» 行う作業
1. 父母の恩についての抜粋によれば、母が我が子を思う心はなぜこの世に並ぶものがないとされていますか。抜粋に書かれた理由を一文から三文で説明してください。
2. 父母の恩についての抜粋を、最後にある「(二)」の節として書き継いでください。

» 読む抜粋
父に慈恩(じおん)あり、母に悲恩(ひおん)あり。すなわち、山より高き父の恩、海よ
り深き母の恩を知ることこそが道の始めである。人がこの世に生れたのは、宿業を因(いん)
とし、父母を縁(えん)としている。気(き)を父の胤(たね)に受け、形(かたち)を母の
胎内に宿(やど)す。
この因縁ゆえに、母の我が子を思ふことは、この世に並ぶものがない。その恩は未形
(みぎょう)に及ぶ。始めて命(いのち)を受けてからは、ただ胎児(こ)のために祈っ
てやまない。十月(とつき)を経る間、日々もろもろの苦悩を受け、苦悩がやむことがない。
常に、ただ一心に安産であることを思う。
母は月満ちて出産の時期が来れば、業風(ごつぷう)吹きてこれを促し、骨(ほね)節(ふし)
ことごとく痛み、あぶらあせが流れて、其の苦しみ堪え難く、父も心身おののきて、母を気づか
い、子を憂(うれ)い、親族は集まって、ただただ安産を願うのみである。

※宿業・・・前世の善、悪業の結果を今世に受けつぐこと。
※気・・・心
※未形・・・まだ子が人間に形をしていない状態。
※業風・・・陣痛のこと

 

(二)

» 提供された記録
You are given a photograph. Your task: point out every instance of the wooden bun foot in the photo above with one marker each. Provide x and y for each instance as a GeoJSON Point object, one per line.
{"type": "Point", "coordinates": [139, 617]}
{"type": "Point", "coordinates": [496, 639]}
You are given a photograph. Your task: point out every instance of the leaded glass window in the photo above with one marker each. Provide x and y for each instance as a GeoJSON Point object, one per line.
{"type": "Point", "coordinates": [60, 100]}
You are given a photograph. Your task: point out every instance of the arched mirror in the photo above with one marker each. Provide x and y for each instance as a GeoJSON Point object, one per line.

» 作業ごとの結果
1. 人がこの世に生まれるのは、宿業を因とし、父母を縁としているからです。気を父の胤に受け、形を母の胎内に宿すという因縁があるため、母が我が子を思う心はこの世に並ぶものがないとされています。

2.
やがて生れれば、父母の喜びはかぎりなくて、まるで貧しい女が如意珠(にょいじゅ)を得た
のと同じである。子の泣く声を耳にして、母も初めて、この世に生まれ出たごとくになる。母
のふところを寝床とし、母の膝を遊び場とする。母の乳を食物とし、母の情けをいのちとする。
飢えて食を求めるが、母でなければ食わない。渇く時、飲みものを求めるが、母でなければ飲
まない。寒い時、服を着せるにも、母でなければ着ない。暑い時、衣を脱(ぬ)ぐにも、母で
なければ脱がない。母は、自分が飢(うえ)えていても、噛んで含めたものを子に食わせ、寒
さに苦しむときは、母は自分の着たものを脱いで子に与える。母でなければ養われず、母でな
ければ、育てられない。又、そのらん車で粗相した排泄物の不浄も気にもしない。幼な子の乳
を飲むことは百八十斛(こく)を越す。まことに父母の恵みこそは無限のものである。
※如意珠・・・願いが思いのままにかなえられる宝玉。
※らん車・・・乳母車
※百八十斛(こく)・・・180リットルの180倍

 

(三)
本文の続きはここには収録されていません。